== Task goal ==
Task for the records below: please retype exactly and only the lines from the first through the one with "column 265, row 503", with every picture omitted.

== Image-grounded pointing data ==
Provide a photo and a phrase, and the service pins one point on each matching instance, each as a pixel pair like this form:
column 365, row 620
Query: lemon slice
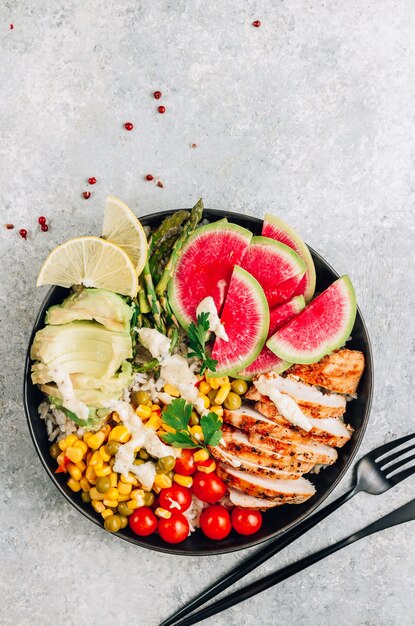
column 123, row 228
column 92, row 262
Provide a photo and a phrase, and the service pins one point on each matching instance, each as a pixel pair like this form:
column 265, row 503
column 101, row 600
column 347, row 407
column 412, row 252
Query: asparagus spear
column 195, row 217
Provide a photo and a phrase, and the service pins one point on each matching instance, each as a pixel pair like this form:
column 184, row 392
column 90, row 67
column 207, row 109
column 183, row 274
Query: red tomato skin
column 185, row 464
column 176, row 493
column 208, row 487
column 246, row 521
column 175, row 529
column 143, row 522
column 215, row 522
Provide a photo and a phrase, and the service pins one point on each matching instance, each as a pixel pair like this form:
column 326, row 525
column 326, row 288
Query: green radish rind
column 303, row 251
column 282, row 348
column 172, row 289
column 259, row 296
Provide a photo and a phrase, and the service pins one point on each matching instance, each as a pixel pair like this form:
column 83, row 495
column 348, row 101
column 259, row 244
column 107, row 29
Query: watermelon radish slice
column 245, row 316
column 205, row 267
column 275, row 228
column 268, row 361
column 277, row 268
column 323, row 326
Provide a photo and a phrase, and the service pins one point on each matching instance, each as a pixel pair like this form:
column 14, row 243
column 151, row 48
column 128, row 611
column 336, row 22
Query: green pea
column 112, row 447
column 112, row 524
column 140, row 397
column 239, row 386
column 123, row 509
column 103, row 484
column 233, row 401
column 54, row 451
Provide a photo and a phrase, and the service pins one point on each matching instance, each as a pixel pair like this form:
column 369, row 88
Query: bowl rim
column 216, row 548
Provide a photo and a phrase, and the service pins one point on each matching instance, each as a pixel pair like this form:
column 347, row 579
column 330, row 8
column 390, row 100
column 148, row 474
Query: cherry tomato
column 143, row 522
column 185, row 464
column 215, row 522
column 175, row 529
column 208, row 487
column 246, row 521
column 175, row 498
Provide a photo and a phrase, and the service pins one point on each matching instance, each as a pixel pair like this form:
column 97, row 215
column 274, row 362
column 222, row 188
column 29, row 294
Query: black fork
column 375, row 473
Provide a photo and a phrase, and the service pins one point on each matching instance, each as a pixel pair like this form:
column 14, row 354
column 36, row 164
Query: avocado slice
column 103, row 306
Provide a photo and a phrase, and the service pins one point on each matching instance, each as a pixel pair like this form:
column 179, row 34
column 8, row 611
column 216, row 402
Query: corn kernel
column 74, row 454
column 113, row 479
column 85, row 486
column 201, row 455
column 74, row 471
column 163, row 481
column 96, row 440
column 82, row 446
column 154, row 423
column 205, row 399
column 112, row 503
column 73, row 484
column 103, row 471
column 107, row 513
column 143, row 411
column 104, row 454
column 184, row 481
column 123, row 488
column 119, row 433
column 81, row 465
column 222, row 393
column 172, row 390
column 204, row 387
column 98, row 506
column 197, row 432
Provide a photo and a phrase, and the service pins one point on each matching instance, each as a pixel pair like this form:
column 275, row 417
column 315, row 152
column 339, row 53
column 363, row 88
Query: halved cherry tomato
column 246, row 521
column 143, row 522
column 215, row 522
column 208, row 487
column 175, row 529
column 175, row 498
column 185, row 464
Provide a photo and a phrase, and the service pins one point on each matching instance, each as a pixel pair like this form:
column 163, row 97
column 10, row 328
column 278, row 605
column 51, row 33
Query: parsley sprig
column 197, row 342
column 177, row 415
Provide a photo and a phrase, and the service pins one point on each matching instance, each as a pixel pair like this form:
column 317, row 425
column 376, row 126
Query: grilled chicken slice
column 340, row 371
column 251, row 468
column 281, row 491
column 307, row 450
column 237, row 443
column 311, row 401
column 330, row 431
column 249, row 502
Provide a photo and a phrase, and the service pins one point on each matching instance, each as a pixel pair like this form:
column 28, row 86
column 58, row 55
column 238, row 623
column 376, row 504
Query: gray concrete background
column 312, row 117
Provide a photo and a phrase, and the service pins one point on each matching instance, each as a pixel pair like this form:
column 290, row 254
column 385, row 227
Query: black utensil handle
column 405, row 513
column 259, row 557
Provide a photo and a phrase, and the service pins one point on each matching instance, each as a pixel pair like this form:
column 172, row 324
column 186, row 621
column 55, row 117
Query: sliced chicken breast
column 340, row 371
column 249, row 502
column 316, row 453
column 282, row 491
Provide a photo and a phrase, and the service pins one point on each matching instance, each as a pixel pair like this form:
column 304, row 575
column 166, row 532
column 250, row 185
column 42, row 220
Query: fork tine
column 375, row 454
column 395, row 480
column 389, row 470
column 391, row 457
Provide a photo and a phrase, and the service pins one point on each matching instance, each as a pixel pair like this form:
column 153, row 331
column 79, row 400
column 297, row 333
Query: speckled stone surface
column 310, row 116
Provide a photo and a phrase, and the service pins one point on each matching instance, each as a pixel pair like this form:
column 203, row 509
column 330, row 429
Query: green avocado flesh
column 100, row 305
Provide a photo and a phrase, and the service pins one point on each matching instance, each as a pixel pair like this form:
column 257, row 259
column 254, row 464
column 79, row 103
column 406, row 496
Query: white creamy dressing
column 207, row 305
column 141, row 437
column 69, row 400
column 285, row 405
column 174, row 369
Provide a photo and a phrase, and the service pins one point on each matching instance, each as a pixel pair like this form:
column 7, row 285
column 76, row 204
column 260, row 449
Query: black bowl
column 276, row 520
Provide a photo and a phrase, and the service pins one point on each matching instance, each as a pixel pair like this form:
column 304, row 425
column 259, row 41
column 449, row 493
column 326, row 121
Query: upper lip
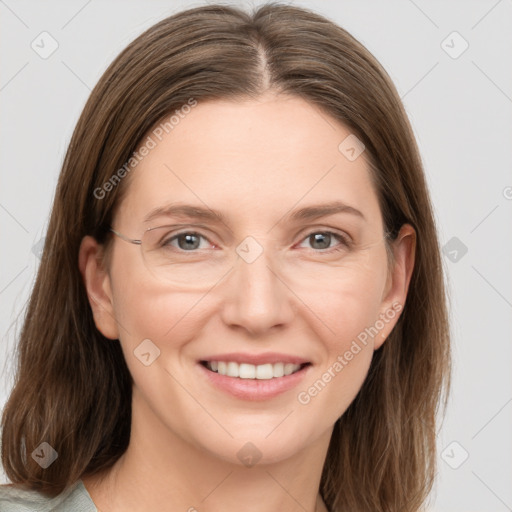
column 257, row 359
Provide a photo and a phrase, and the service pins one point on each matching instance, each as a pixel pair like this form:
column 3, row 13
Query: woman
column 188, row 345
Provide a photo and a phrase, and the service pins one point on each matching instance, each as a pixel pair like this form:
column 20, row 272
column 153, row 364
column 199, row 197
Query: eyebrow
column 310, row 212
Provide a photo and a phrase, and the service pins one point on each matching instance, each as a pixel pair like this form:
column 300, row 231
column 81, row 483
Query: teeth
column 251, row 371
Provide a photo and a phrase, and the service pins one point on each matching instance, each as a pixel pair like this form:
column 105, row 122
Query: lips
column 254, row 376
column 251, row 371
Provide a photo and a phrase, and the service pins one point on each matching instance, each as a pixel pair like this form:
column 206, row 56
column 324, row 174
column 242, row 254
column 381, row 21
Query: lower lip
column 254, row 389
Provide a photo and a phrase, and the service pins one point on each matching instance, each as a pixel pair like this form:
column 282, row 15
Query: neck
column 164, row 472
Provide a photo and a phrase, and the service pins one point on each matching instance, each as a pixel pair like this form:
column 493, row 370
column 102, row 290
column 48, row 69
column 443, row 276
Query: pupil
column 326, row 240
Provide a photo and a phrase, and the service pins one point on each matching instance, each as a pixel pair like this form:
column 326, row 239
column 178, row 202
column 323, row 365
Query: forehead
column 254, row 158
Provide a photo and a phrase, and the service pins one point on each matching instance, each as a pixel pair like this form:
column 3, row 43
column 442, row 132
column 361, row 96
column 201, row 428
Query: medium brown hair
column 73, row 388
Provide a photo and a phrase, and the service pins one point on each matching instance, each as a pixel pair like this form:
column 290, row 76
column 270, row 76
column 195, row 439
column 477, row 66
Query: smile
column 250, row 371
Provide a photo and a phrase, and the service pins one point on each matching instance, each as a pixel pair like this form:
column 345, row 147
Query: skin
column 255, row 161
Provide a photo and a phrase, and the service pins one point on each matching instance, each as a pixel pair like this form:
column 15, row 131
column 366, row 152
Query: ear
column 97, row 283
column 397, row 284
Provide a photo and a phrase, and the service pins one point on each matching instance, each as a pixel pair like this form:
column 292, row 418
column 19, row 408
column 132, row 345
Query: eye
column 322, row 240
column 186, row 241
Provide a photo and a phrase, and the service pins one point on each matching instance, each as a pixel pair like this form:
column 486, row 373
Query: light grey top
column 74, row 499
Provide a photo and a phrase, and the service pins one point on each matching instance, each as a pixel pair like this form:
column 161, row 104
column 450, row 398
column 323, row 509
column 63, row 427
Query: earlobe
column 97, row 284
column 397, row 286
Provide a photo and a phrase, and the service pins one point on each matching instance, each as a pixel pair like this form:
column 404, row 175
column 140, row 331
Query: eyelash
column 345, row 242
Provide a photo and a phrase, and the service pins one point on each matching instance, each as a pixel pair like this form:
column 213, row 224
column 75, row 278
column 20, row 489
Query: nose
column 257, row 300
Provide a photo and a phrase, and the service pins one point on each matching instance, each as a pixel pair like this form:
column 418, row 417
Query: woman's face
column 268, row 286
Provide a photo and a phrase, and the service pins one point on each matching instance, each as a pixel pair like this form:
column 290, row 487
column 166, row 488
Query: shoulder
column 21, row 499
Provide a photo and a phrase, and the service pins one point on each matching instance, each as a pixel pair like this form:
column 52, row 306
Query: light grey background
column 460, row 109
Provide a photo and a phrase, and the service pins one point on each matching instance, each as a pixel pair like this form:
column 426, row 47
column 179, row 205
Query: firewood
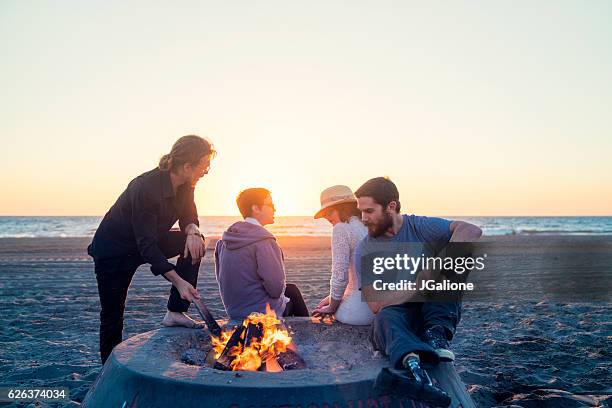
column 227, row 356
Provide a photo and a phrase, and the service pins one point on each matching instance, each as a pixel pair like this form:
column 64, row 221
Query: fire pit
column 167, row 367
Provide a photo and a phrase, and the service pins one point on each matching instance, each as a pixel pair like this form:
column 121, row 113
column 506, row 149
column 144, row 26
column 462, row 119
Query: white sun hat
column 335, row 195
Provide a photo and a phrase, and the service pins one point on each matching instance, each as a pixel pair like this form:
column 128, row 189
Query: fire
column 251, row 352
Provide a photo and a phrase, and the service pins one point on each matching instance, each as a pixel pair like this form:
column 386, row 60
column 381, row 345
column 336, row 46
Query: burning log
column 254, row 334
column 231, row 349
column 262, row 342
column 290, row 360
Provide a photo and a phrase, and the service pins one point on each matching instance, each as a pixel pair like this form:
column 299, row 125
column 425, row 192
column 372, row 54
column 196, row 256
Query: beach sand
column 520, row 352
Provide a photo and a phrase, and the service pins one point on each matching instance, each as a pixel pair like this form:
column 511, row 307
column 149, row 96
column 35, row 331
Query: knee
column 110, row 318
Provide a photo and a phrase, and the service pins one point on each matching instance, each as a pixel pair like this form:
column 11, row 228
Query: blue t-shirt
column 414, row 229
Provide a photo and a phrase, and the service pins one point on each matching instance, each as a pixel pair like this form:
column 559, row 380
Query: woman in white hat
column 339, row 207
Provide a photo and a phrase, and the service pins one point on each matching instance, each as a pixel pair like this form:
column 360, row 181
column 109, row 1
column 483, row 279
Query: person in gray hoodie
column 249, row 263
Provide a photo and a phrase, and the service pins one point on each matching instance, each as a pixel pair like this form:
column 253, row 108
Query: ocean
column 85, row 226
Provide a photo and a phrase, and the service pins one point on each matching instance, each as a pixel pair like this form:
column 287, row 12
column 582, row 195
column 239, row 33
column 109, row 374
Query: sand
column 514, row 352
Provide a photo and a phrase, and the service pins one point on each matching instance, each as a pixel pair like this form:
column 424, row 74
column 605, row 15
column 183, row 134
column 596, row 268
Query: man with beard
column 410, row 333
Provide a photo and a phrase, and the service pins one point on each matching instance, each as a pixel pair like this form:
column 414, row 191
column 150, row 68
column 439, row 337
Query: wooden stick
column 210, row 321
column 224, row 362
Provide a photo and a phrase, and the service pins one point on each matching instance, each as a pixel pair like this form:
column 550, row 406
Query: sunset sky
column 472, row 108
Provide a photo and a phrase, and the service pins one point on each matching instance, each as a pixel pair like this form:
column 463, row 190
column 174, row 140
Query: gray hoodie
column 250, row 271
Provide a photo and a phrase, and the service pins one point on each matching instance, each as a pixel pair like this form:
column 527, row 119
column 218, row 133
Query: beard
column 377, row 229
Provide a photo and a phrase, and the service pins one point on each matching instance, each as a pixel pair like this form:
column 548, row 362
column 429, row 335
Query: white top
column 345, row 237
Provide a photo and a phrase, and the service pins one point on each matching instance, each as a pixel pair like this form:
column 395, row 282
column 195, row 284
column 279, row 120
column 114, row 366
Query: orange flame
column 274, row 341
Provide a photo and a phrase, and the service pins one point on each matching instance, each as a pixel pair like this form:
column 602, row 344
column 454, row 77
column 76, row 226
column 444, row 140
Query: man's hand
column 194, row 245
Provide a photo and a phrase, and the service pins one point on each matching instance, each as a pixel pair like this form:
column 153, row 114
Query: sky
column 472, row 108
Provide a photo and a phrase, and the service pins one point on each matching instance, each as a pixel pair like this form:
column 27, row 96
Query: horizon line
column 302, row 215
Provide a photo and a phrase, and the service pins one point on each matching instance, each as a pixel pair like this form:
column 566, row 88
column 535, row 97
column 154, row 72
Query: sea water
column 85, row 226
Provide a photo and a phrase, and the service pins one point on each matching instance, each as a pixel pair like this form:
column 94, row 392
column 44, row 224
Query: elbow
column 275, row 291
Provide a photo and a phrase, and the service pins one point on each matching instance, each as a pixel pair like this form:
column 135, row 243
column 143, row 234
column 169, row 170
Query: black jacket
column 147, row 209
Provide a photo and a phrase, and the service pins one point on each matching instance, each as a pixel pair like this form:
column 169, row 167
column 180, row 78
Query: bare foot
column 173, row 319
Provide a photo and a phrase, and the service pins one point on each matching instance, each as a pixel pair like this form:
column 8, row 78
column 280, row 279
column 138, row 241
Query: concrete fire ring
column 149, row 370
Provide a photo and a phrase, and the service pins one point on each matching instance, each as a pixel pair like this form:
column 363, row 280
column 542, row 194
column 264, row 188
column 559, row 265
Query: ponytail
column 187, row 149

== Output for this exercise ==
Provide a photo and a phrase, and the service pins one point on each matching instance, each as a pixel pair like this form:
column 365, row 620
Query: lemon slice
column 123, row 228
column 92, row 262
Provide a photo and a phrase, and the service pins one point on each matching instance, each as a pixel pair like this form:
column 265, row 503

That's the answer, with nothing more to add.